# EXERCISE DESCRIPTION
Pictures should be excluded; otherwise, copy every entry exactly.
___ MATERIAL
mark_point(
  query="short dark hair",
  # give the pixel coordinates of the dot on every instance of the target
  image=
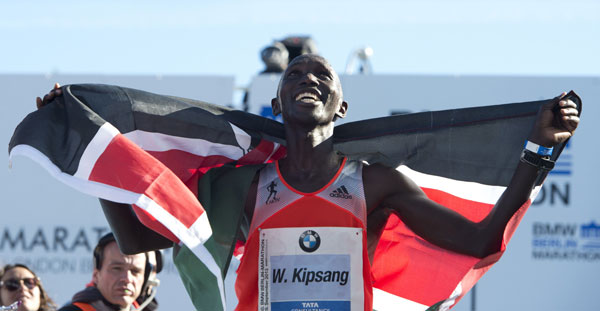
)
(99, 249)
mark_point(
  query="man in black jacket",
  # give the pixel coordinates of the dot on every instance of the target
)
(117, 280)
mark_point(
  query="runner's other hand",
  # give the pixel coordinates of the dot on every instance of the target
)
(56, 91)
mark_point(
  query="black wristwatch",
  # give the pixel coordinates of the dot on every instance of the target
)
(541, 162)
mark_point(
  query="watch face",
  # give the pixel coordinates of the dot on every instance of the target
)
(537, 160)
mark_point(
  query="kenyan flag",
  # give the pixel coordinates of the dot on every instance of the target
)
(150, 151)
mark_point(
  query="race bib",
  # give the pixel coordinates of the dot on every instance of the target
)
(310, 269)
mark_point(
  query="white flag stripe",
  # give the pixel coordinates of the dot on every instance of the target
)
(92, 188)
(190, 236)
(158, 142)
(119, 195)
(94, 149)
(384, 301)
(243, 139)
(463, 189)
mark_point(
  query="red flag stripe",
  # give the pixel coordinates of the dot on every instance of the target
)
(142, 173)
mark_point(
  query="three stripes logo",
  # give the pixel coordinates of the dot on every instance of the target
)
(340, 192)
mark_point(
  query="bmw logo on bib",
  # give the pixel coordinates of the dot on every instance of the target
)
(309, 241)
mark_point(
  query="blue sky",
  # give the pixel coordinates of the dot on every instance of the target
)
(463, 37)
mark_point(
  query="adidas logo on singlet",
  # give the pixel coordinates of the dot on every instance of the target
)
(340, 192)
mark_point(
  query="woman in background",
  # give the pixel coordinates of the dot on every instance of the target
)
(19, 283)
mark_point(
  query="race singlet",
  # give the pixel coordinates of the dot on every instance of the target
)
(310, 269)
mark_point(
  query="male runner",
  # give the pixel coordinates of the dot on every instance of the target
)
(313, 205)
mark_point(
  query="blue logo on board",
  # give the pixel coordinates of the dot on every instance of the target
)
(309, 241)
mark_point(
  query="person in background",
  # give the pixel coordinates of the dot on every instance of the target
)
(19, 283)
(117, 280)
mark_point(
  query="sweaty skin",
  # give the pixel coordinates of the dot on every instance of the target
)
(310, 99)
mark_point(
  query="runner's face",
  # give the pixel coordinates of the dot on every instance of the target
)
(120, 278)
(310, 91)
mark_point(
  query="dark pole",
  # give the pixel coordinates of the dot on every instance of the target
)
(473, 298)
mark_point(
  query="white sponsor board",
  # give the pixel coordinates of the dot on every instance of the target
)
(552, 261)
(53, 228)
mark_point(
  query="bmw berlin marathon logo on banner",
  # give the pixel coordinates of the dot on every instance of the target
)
______
# TASK OUTPUT
mark_point(
  query="short dark hair",
  # give the pixel coordinates of the dot on every instance of the target
  image=
)
(99, 249)
mark_point(
  query="man in black jacket",
  # give the pixel coordinates of the dot on every instance of the target
)
(117, 280)
mark_point(
  query="runner's other hand",
  # give the pixel coordinates of the dot on every instance of the target
)
(56, 91)
mark_point(
  query="black wristwatch",
  # give the pixel coordinates of the dot on every instance of the target
)
(541, 162)
mark_point(
  query="watch face",
  # give the pixel coordinates of the dot on every instance of the target
)
(537, 160)
mark_point(
  query="kenyan flag",
  # give the pixel coordinates of the dot on every instance of the target
)
(150, 151)
mark_point(
  query="race bib",
  # give the pixel coordinates of the dot on every instance of the target
)
(310, 269)
mark_point(
  query="white flag stripe",
  # give the pixel coordinates of the dot on every instance of the target
)
(92, 188)
(190, 236)
(158, 142)
(119, 195)
(94, 149)
(384, 301)
(243, 139)
(463, 189)
mark_point(
  query="red flag stripe",
  # give the pixel coordinates of the dot on every instance of the target
)
(142, 173)
mark_point(
  query="three stripes logo",
  # give the pixel coordinates of the dot on every instance of the target
)
(340, 192)
mark_point(
  query="bmw logo on bib",
  # give the pixel coordinates of the dot on every instance of the target
)
(309, 241)
mark_point(
  query="blue sky",
  # give the pixel coordinates of the dot on every instance of the target
)
(463, 37)
mark_point(
  query="adidas logo on singlet",
  # give the pixel coordinates of the dot on every instance of the target
)
(340, 192)
mark_point(
  query="woman in background",
  # give the pixel coordinates of the dot on every instance of the target
)
(19, 283)
mark_point(
  query="race singlet",
  # give the pixel coordinates of the dot on every instance of the target
)
(310, 269)
mark_point(
  query="male runner",
  # give the pixel coordinates of the dot on every instance of the target
)
(313, 205)
mark_point(
  query="blue logo on board",
  # give the pixel coordinates of the dot on every instance of the target
)
(309, 241)
mark_point(
  query="person in background",
  # give the pixel coordinates of the dot on every instance of the target
)
(19, 283)
(117, 280)
mark_point(
  query="sweaty skin",
  # give the pixel coordinates of the dot on every instance of the target
)
(310, 99)
mark_point(
  query="runner's face",
  # give the pixel coordinates of the dot on every instance of the target
)
(120, 278)
(310, 91)
mark_point(
  query="dark pole",
  # give the pixel coordinates of the dot on every instance of the target
)
(473, 298)
mark_point(
  query="white sponsor board",
  # give the pixel coordinates of the dot on every instance of the target
)
(552, 261)
(53, 228)
mark_point(
  query="bmw berlin marathon logo on banner",
  # give the pixel coordinates of the dot on every instance of the target
)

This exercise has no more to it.